THE TASK
Can you set down every line of the items below word for word, leaving out the pictures?

Location annotation dataset excerpts
▬▬▬▬▬▬
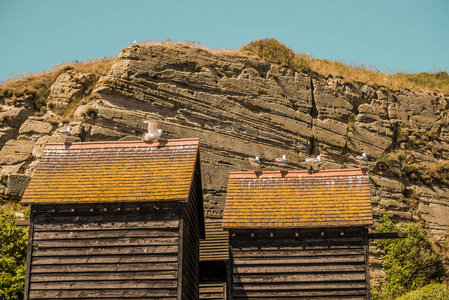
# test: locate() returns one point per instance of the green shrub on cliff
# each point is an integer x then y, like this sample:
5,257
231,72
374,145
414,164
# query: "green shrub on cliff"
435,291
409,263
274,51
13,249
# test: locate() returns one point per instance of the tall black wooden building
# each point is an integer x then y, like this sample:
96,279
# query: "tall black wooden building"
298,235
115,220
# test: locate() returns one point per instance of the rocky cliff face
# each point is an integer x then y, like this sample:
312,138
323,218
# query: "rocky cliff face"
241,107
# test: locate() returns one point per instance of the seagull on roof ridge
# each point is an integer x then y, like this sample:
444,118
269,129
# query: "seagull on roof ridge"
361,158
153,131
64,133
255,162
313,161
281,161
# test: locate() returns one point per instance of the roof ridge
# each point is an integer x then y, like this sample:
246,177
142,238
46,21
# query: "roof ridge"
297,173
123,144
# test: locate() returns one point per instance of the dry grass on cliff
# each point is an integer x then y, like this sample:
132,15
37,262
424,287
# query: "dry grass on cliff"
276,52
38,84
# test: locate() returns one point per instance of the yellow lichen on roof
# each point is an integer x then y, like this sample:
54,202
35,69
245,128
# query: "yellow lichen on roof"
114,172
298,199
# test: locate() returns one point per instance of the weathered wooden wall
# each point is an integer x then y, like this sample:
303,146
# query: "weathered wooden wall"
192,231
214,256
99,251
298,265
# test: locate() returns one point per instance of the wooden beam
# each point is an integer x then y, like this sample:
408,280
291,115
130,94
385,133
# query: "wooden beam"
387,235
▬▬▬▬▬▬
EXERCISE OUTPUT
# test: locate() returns one point per instance of the green shrub on cliff
# each point is an integer x then y, like this sample:
5,257
231,72
374,145
414,164
# query: "green shrub on cliff"
435,291
409,263
274,51
13,249
# test: locate() returns one point per instance of the tall black wooden building
# each point is an integer x then y, like this sample:
96,279
# query: "tall black wooden building"
298,235
115,220
# test: locate() returns one point per instance of the rocky cliff face
# each point is an integer x then y, like this sample:
312,138
323,218
# query: "rocky cliff face"
241,107
# test: locate() returns one point per instance of the seagull on roof ridge
# each point is an integer x then y, like this sample:
444,118
269,129
# query: "seagull on roof ridge"
361,158
153,131
64,133
255,162
313,161
281,161
# test: locate() returns one point per instance of the roof ridge
# each point is an integer x then y, like this sample:
246,177
142,238
46,21
# query: "roof ridge"
297,173
123,144
# test: locate() returns one point per instance of the dry grass on cliff
# each point is an integer x then y, like this sample:
132,15
37,262
424,287
# query: "dry grass on cliff"
276,52
38,84
# test: locate() returns one point per instance of the yellow lichen on roof
# each point is an integer x then y, like this sample:
54,202
35,69
245,128
# query: "yellow lichen on roof"
114,172
298,199
# test: locate() returns one point per instance of the weathered wooden wall
# each point is an integer x then y, like this sample:
303,146
# query: "weathered wooden wall"
192,231
214,256
99,251
298,265
# test: locate() returns one point per instance of the wooden beam
# each point is an integer x then y, like this sample:
408,280
291,115
130,94
385,133
# query: "wooden beam"
387,235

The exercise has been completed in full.